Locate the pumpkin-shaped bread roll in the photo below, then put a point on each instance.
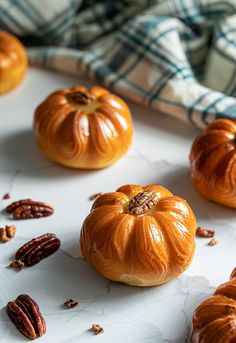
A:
(214, 321)
(13, 62)
(83, 128)
(213, 162)
(142, 236)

Exercise:
Reproduce the listing above line for line, leaving out the picture.

Output for this exercise:
Locate the pumpkin-shaped bread roll in the photo below, then put a point on each instance.
A:
(214, 321)
(13, 62)
(83, 128)
(213, 162)
(142, 236)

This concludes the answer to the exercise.